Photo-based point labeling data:

|---|

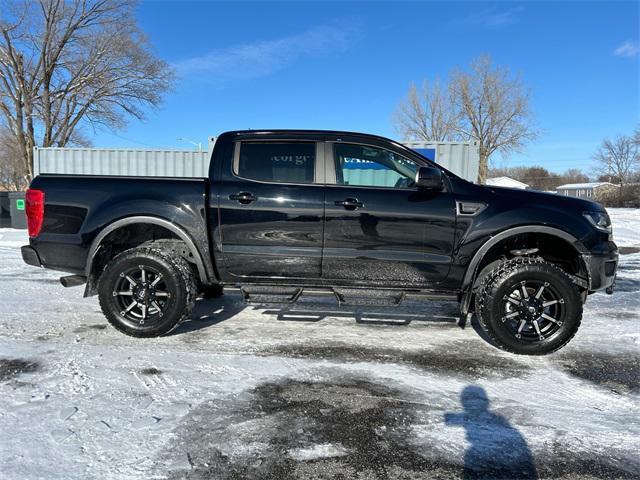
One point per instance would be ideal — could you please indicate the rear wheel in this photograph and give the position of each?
(146, 291)
(529, 306)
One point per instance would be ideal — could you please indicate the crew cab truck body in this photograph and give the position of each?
(289, 212)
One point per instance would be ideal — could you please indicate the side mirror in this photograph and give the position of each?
(429, 178)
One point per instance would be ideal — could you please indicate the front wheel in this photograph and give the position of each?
(529, 306)
(146, 291)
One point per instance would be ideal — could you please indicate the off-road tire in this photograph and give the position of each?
(496, 285)
(177, 277)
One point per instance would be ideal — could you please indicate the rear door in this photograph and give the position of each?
(271, 207)
(378, 226)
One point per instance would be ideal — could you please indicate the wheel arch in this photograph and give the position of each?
(142, 220)
(473, 270)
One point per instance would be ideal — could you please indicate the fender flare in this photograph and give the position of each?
(469, 276)
(202, 273)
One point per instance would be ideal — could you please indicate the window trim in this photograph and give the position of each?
(319, 170)
(330, 168)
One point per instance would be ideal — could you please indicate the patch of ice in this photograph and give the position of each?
(322, 450)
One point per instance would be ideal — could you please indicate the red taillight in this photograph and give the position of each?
(34, 209)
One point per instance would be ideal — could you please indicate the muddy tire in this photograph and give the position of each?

|---|

- _Work instructions_
Scale all the items above by reproducing every line with the request text unchanged and multiplying each coordinate in the answers by 1.1, rounding to the nearest whole number with halves rounded up. Leave the pictures out of your response.

- _Response to the exercise_
One point per instance would be ideal — could you please indicate the rear wheel in this photograph and give the position of each?
(161, 320)
(582, 337)
One point per instance would be ideal — could you please indicate the crew cab truck body in this photograph and give the position of each?
(318, 233)
One point per instance would be ideal — could you please indicate the side mirror in this photograph and give the position of each?
(472, 196)
One point per instance would be ideal — could you please indicate the front wheel in this photograph and give the position of each?
(582, 337)
(161, 320)
One point per instance would be ideal — could you please indicate the off-road tire in this photograph and give the position of each?
(546, 314)
(195, 305)
One point per instance would be ideal — could you please indicate the rear door in this photograph and give the position of each?
(298, 228)
(416, 249)
One point per instance would be ideal — could you please indicate the wheel arch in this photograph and give the position of each?
(156, 242)
(520, 297)
One point per instance would be ideal — could you please indicate the fender flare in this photograph and give the position of each?
(516, 304)
(222, 300)
One point per instance would be ideal — could you please indicate the window trim in this photograph and give the position of each?
(351, 187)
(363, 185)
One point per instance would be ideal — could you please indicate the patch of ice in this photograph and give the position of each?
(354, 495)
One point per instance would be ideal — could you please indicate the red taillight in this photograph and give the position of each?
(37, 230)
One point per instance would be ideal — could you please indicate the muddy tire in this photograph and give the position of each?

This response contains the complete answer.